▸ WHAT IS EXPECTED
Repeat each record below exactly as given.

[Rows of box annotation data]
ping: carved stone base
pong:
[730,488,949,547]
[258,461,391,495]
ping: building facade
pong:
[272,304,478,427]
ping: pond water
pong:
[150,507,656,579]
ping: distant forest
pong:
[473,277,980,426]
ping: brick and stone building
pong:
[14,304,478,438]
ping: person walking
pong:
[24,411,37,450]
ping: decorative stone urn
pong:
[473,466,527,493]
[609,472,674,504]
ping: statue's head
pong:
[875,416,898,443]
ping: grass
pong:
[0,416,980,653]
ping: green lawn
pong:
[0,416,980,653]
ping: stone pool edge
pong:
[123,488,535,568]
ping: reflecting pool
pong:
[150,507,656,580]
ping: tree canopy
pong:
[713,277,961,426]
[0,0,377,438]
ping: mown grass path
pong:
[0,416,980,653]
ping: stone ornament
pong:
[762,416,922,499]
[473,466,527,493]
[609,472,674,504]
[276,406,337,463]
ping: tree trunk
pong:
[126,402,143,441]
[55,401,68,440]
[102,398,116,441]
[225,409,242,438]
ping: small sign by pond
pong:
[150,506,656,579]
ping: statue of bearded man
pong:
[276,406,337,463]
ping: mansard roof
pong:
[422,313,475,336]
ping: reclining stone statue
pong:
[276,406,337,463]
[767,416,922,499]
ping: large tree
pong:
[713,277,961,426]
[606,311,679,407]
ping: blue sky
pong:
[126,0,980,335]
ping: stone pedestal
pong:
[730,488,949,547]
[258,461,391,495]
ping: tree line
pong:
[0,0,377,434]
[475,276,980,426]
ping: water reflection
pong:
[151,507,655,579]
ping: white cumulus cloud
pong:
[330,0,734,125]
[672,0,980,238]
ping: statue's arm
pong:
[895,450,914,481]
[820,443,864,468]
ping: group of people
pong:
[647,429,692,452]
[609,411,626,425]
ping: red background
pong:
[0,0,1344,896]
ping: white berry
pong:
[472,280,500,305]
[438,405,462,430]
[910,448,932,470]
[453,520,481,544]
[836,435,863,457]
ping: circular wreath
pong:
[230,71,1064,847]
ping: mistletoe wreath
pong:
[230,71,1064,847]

▸ FINISHED EXERCISE
ping: carved stone base
pong:
[730,488,949,547]
[258,461,391,495]
ping: building facade
pong:
[272,304,478,427]
ping: pond water
pong:
[150,507,656,579]
ping: distant forest
pong:
[473,277,980,426]
ping: brick and stone building
pong:
[14,304,478,438]
ping: person walking
pong:
[24,411,37,450]
ping: decorative stone urn
pong:
[473,466,527,493]
[609,472,674,504]
ping: statue's head
pong:
[875,416,898,443]
ping: grass
pong:
[0,416,980,653]
ping: green lawn
pong:
[0,416,980,653]
ping: stone pool edge
pong:
[123,488,535,568]
ping: reflecting pool
pong:
[150,507,656,580]
ping: tree canopy
pong:
[713,277,961,426]
[0,0,377,438]
ping: mown grass path
pong:
[0,416,980,653]
ping: stone ornament
pong:
[762,416,922,499]
[473,466,527,493]
[609,472,674,504]
[276,406,337,463]
ping: tree trunk
pong:
[126,402,143,441]
[55,401,68,440]
[102,398,116,441]
[225,409,242,438]
ping: small sign by pond
pong:
[150,506,656,579]
ping: statue of bearded man
pong:
[276,406,337,463]
ping: mansard roof
pong:
[422,313,475,336]
ping: reclining stone statue
pong:
[276,406,337,463]
[767,416,922,499]
ping: large tree
pong:
[713,277,961,426]
[606,311,679,407]
ping: blue sky
pong:
[126,0,980,335]
ping: stone pedestal
pong:
[730,488,949,547]
[258,461,391,495]
ping: tree line
pong:
[0,0,377,434]
[475,276,980,426]
ping: water reflection
pong:
[151,507,655,579]
ping: white cumulus cloud
pong:
[330,0,734,125]
[672,0,980,238]
ping: statue's arm
pong:
[895,450,914,481]
[820,443,864,468]
ping: group of people
pong:
[647,429,692,452]
[609,411,626,425]
ping: red background
pong:
[0,0,1344,896]
ping: white berry
pong:
[472,280,500,305]
[438,405,462,430]
[910,448,932,470]
[453,520,481,544]
[836,435,863,457]
ping: circular wreath
pong:
[230,71,1064,847]
ping: mistletoe wreath
pong:
[230,71,1064,847]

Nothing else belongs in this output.